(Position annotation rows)
+-------+

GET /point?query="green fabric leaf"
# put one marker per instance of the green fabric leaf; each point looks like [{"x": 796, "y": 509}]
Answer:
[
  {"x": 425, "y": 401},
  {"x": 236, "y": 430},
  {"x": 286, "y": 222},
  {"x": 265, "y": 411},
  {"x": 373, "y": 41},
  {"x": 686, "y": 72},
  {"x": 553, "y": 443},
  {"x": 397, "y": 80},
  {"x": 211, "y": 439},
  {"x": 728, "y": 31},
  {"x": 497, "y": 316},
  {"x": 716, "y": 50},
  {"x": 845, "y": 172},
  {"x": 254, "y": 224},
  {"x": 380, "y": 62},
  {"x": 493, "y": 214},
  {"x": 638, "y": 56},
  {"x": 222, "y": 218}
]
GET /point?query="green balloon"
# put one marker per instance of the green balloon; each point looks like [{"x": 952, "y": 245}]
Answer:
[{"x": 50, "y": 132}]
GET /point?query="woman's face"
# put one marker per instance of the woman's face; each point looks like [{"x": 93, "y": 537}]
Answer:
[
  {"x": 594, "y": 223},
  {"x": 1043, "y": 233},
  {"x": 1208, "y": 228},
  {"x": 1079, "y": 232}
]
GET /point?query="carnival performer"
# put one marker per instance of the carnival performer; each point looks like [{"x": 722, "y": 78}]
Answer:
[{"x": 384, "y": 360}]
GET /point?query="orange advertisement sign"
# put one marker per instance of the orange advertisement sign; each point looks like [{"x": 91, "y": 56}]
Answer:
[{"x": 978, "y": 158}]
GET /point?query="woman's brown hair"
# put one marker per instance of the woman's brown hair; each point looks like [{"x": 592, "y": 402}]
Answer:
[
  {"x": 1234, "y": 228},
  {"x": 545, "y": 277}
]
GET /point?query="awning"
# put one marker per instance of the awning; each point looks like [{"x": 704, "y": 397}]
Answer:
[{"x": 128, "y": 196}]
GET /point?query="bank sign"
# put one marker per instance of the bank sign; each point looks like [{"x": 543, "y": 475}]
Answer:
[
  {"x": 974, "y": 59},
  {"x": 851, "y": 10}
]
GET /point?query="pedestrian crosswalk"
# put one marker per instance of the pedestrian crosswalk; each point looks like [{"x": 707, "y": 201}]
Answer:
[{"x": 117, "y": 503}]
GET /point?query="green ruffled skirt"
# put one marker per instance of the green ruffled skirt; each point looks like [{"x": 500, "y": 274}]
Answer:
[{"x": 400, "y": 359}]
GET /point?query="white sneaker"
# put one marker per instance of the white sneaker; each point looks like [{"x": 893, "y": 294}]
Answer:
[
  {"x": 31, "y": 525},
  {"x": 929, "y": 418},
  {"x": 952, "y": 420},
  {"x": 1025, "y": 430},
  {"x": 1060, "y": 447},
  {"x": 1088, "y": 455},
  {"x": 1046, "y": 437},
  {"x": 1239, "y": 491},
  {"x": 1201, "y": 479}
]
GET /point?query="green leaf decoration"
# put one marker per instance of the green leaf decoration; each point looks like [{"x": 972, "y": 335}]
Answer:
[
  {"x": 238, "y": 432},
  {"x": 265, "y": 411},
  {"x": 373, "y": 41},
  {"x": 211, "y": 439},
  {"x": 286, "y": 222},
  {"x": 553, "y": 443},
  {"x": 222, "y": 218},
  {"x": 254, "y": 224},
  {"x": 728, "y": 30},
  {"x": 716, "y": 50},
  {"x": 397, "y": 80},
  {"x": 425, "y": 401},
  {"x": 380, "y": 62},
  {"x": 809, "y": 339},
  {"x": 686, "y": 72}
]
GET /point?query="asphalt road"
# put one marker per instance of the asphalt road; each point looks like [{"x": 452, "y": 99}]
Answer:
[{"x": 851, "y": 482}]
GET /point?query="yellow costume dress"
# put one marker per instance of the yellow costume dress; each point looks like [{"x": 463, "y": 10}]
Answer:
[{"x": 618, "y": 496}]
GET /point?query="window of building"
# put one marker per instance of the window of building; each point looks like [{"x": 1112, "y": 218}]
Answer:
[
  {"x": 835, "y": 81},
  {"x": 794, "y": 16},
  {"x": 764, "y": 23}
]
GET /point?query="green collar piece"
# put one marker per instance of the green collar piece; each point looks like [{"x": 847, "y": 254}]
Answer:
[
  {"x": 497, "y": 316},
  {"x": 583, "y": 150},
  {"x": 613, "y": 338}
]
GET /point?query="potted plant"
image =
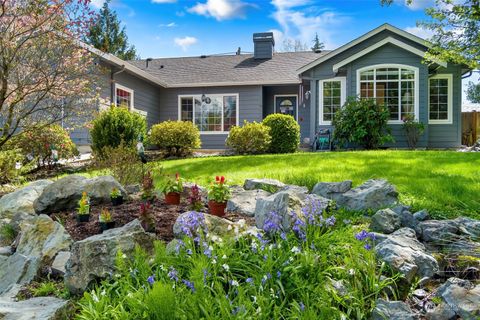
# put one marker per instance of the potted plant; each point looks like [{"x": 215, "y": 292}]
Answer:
[
  {"x": 218, "y": 194},
  {"x": 83, "y": 210},
  {"x": 172, "y": 188},
  {"x": 116, "y": 197},
  {"x": 106, "y": 221}
]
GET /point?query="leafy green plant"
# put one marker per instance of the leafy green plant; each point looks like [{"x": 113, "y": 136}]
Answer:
[
  {"x": 114, "y": 126},
  {"x": 176, "y": 138},
  {"x": 171, "y": 184},
  {"x": 413, "y": 130},
  {"x": 251, "y": 138},
  {"x": 285, "y": 133},
  {"x": 84, "y": 205},
  {"x": 219, "y": 190},
  {"x": 362, "y": 122}
]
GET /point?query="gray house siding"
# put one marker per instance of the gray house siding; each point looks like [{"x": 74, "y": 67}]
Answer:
[{"x": 250, "y": 107}]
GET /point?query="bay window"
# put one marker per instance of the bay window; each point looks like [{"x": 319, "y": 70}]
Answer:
[
  {"x": 395, "y": 86},
  {"x": 210, "y": 113}
]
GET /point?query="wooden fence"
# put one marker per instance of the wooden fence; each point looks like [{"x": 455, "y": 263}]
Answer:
[{"x": 470, "y": 127}]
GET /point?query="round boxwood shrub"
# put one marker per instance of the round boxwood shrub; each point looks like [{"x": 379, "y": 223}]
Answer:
[
  {"x": 251, "y": 138},
  {"x": 176, "y": 138},
  {"x": 115, "y": 125},
  {"x": 285, "y": 133},
  {"x": 362, "y": 122}
]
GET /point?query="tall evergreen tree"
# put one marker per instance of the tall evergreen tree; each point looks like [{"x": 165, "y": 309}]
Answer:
[
  {"x": 107, "y": 35},
  {"x": 317, "y": 45}
]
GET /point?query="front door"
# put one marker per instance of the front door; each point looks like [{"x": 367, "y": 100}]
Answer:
[{"x": 286, "y": 104}]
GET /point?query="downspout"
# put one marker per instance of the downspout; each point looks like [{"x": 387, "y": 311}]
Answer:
[{"x": 112, "y": 82}]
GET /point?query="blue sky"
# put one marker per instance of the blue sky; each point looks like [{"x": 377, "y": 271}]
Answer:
[{"x": 169, "y": 28}]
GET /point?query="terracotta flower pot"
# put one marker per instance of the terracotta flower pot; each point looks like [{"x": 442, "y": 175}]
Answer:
[
  {"x": 172, "y": 198},
  {"x": 217, "y": 208}
]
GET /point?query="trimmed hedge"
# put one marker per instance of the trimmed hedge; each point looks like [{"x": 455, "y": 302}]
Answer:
[
  {"x": 177, "y": 138},
  {"x": 285, "y": 133},
  {"x": 251, "y": 138}
]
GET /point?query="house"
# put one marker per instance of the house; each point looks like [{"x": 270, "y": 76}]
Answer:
[{"x": 217, "y": 92}]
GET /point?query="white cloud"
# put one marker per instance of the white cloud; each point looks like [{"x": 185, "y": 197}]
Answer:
[
  {"x": 221, "y": 9},
  {"x": 420, "y": 32},
  {"x": 298, "y": 21},
  {"x": 185, "y": 42}
]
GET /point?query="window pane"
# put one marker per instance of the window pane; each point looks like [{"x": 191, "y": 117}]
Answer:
[{"x": 229, "y": 112}]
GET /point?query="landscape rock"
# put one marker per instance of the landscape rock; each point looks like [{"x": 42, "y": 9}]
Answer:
[
  {"x": 21, "y": 200},
  {"x": 405, "y": 254},
  {"x": 17, "y": 269},
  {"x": 392, "y": 310},
  {"x": 462, "y": 297},
  {"x": 371, "y": 195},
  {"x": 41, "y": 308},
  {"x": 94, "y": 258},
  {"x": 385, "y": 221},
  {"x": 65, "y": 193},
  {"x": 60, "y": 262},
  {"x": 269, "y": 185},
  {"x": 332, "y": 190},
  {"x": 43, "y": 238},
  {"x": 244, "y": 201}
]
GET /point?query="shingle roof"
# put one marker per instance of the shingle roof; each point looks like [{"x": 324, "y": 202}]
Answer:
[{"x": 228, "y": 69}]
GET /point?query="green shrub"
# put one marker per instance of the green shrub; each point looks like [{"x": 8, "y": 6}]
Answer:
[
  {"x": 115, "y": 125},
  {"x": 362, "y": 122},
  {"x": 40, "y": 144},
  {"x": 176, "y": 138},
  {"x": 251, "y": 138},
  {"x": 285, "y": 133},
  {"x": 413, "y": 130}
]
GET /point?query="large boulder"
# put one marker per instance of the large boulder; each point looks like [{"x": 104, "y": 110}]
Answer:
[
  {"x": 392, "y": 310},
  {"x": 406, "y": 255},
  {"x": 244, "y": 201},
  {"x": 286, "y": 205},
  {"x": 459, "y": 298},
  {"x": 65, "y": 193},
  {"x": 41, "y": 308},
  {"x": 43, "y": 238},
  {"x": 332, "y": 190},
  {"x": 21, "y": 200},
  {"x": 371, "y": 195},
  {"x": 269, "y": 185},
  {"x": 94, "y": 258}
]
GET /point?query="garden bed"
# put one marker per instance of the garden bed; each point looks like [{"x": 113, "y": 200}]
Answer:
[{"x": 165, "y": 217}]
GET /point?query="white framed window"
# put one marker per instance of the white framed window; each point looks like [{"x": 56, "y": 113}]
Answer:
[
  {"x": 286, "y": 104},
  {"x": 332, "y": 96},
  {"x": 123, "y": 96},
  {"x": 394, "y": 85},
  {"x": 212, "y": 113},
  {"x": 440, "y": 99}
]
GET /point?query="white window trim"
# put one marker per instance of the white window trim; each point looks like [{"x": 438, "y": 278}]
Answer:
[
  {"x": 401, "y": 66},
  {"x": 283, "y": 96},
  {"x": 343, "y": 97},
  {"x": 119, "y": 86},
  {"x": 449, "y": 78},
  {"x": 180, "y": 96}
]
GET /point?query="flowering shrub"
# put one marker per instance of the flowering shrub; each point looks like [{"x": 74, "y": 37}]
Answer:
[
  {"x": 219, "y": 191},
  {"x": 253, "y": 275}
]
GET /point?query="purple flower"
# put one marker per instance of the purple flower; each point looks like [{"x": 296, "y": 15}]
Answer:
[{"x": 189, "y": 285}]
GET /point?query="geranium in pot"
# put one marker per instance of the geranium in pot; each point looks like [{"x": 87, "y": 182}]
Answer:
[
  {"x": 83, "y": 210},
  {"x": 171, "y": 188},
  {"x": 106, "y": 220},
  {"x": 218, "y": 194},
  {"x": 116, "y": 197}
]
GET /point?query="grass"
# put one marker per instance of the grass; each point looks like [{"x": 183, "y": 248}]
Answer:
[{"x": 447, "y": 183}]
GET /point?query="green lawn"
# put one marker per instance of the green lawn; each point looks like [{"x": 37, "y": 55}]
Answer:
[{"x": 445, "y": 182}]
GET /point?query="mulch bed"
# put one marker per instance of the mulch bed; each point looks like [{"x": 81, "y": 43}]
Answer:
[{"x": 165, "y": 217}]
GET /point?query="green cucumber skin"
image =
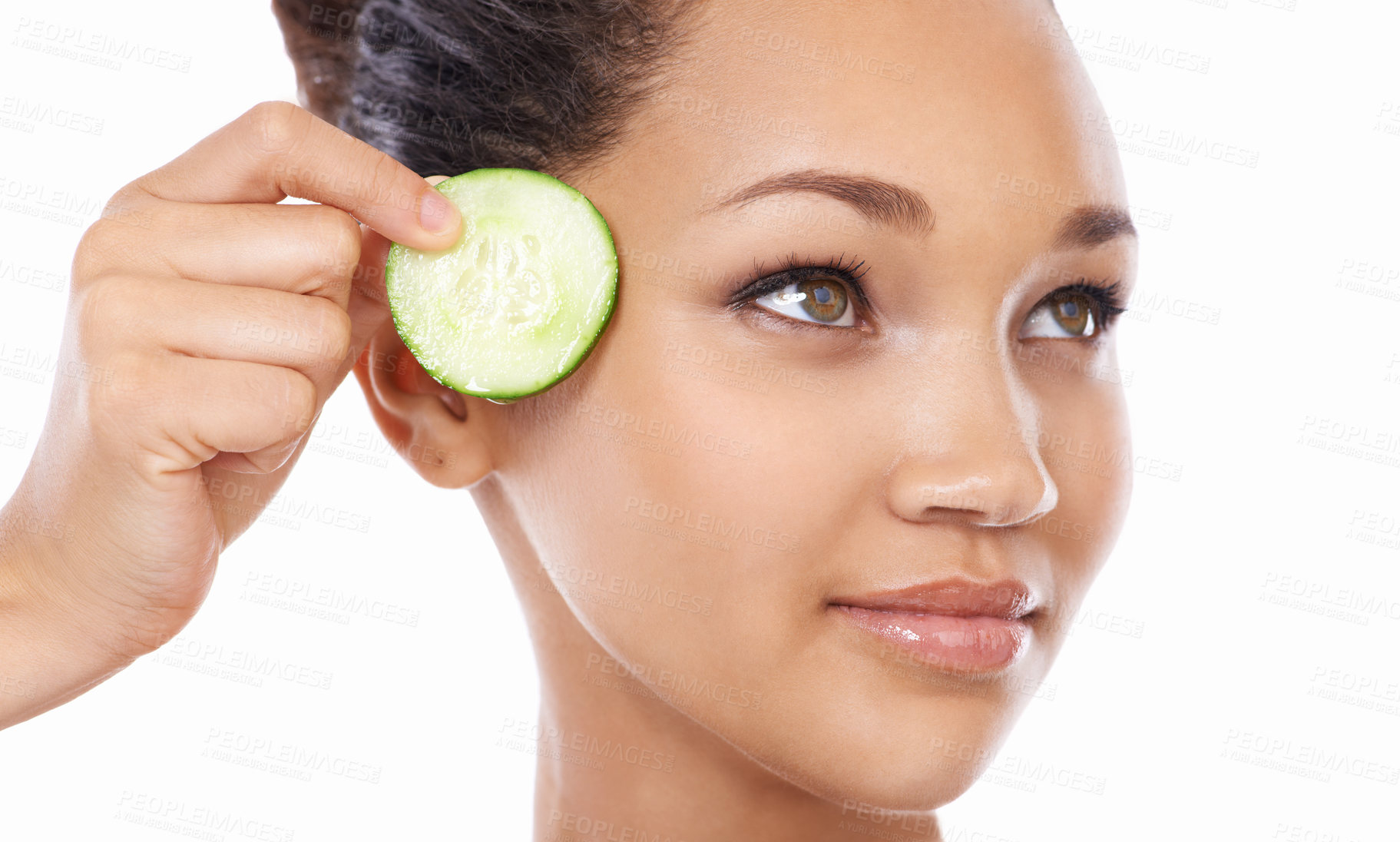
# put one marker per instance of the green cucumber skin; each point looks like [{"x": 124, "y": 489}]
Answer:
[{"x": 398, "y": 251}]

+-------+

▸ THE TASK: Pull out every line of the rows above that contains the string "costume", matching case exactly.

▸ EXPECTED ANSWER:
GET /point?query="yellow costume dress"
# put one marker per instance of the yellow costume dress; each point looks like [{"x": 463, "y": 10}]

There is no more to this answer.